-- Extract start --

# International Schools in Abu Dhabi



## buzzik

No doubt that school's selection topic has been discussed many times but not even one gives a clear picture of what Abu Dhabi international schools could be considered in your short list. I think for those have kids and planing to relocate to Abu Dhabi, is a priority to find good schools over Abu Dhabi...

I'm not going to ask what schools are best or better as there could be a budget issue when comparing schools.

However, it will be interesting to get useful information from those who has made their choice already.

Attaching the document which is helpful as well and you can find prices, facilities, locations, education type of the international schools based in Abu Dhabi...

-- Extract end --
-- Provided records start --

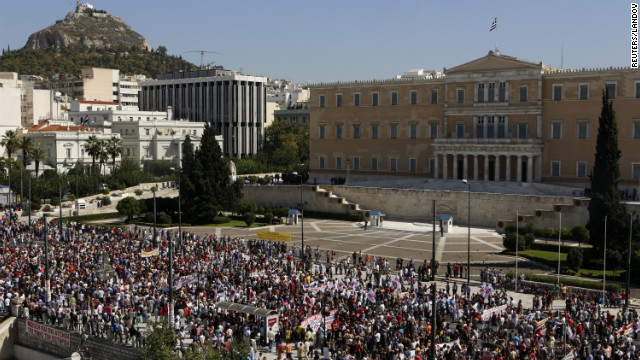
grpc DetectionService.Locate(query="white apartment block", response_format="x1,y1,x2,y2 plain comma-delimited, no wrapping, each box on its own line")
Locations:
68,101,211,162
139,68,267,157
18,120,115,174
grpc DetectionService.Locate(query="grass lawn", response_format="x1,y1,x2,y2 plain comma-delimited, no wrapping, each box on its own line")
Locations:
512,250,567,261
577,269,626,279
204,220,268,228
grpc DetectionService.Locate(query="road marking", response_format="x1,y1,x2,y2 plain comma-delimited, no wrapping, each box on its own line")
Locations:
471,236,503,251
362,234,413,253
436,236,447,262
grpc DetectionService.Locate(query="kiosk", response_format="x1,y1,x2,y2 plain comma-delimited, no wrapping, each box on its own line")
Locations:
287,209,301,225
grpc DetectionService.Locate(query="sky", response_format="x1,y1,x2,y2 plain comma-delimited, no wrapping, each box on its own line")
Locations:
0,0,631,83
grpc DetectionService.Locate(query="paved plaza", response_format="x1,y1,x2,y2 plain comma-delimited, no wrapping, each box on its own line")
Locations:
175,219,513,264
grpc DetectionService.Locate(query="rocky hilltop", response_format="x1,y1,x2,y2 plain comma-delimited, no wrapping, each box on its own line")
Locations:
25,0,151,50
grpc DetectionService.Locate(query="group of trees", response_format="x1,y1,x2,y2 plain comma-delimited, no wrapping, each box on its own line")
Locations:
180,123,242,224
587,89,640,258
233,120,309,174
0,45,196,78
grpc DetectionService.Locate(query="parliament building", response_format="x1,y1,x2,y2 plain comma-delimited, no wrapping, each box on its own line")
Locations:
310,51,640,186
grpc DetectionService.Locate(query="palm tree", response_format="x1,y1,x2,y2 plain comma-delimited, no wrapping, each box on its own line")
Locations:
0,130,19,158
18,137,33,169
106,136,124,169
84,135,102,169
98,140,109,174
31,147,48,177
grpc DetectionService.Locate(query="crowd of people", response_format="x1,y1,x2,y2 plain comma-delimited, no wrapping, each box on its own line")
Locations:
0,208,640,360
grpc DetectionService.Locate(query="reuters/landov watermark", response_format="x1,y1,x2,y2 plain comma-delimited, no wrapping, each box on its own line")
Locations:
631,3,638,69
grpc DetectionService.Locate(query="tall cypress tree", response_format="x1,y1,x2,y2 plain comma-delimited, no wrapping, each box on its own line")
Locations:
587,89,629,251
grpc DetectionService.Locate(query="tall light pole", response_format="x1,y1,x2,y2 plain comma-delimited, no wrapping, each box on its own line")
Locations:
58,182,64,241
516,209,520,292
167,232,174,326
298,183,306,273
431,200,438,360
462,179,471,287
43,213,51,302
624,214,633,310
602,215,607,299
558,211,562,284
151,186,158,246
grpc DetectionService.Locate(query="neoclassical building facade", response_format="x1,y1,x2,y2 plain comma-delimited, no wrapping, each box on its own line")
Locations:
310,51,640,185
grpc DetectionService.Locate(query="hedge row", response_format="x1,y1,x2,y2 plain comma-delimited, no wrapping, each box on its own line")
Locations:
304,210,362,222
507,271,622,292
52,212,122,224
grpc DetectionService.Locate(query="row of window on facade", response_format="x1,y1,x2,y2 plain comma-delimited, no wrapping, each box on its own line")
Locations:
318,116,640,139
318,82,640,107
318,155,640,180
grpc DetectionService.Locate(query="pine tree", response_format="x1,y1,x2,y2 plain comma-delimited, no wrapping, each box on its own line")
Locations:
587,89,629,252
183,123,240,224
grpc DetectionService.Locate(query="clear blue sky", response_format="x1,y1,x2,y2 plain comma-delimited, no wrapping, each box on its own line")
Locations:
0,0,630,82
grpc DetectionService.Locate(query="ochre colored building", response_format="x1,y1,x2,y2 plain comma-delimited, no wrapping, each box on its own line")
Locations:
310,51,640,186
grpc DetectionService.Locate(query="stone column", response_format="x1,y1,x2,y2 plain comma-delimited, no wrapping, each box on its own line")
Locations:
473,155,478,180
462,154,469,180
433,153,440,179
442,153,449,180
452,154,458,180
483,155,489,181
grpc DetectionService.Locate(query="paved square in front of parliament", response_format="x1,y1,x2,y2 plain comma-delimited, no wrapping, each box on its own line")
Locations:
178,218,508,267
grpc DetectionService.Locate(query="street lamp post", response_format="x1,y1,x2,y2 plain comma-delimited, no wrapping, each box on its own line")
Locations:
462,179,471,287
298,184,306,273
58,182,64,241
151,186,158,246
167,232,174,326
43,213,51,302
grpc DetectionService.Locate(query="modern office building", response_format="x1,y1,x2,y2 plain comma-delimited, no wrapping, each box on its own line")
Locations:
310,51,640,185
139,67,267,157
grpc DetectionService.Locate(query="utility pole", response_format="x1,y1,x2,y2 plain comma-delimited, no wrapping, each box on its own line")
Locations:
43,213,51,302
431,200,438,360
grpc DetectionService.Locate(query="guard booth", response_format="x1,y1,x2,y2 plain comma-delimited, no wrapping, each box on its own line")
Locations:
287,209,302,225
440,215,453,233
216,301,280,340
369,210,386,228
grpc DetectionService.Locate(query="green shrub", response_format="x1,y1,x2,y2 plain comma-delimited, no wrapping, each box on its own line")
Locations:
502,232,525,251
536,226,558,239
524,232,536,249
567,247,582,271
507,271,622,291
211,216,231,225
157,213,171,224
264,212,273,224
31,196,42,211
571,225,591,243
242,212,256,227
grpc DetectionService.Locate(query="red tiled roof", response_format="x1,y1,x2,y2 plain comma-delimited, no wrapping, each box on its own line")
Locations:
78,100,118,105
27,122,98,132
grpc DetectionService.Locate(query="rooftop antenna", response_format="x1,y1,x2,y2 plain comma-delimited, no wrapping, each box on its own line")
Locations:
184,50,222,69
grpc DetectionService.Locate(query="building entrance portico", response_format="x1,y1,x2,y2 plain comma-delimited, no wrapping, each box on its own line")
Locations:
433,139,542,183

-- Provided records end --

> [Complete the following]:
[1] Name every kind of information that the forum post on Abu Dhabi international schools says the attached document gives about the schools.
[2] Resume the forum post on Abu Dhabi international schools, picking up after its last sentence.
The listing has nothing to do with the forum post.

> [Results by task]:
[1] prices, facilities, locations, education type

[2]
----------



## princesstungko

I researched Ajyal International School for my own kids and I'd recommend the school to anyone who is still undecided about which school to send their children. Take a look at their website here: ajyal.sch.ae


----------



## Ensky Read

I have heard very good things about Ajyal in Mohammed Bin Zayed


----------



## Ensky Read

It is close to the Sheikh Fatima Mosque


----------



## riazjee

After lots of investigation, we went for Gems Cambridge International School. This is second year for our son in this school and we are completely satisfied with the progress been made so far and with the facilities provided.

Also it might be helpful to review the Education Council's rating for various schools. Below is the link (the report for each school is detailed providing feedback from various aspects). Google "adec school rating" and click on the first link (Seems I can't post the links being a new member).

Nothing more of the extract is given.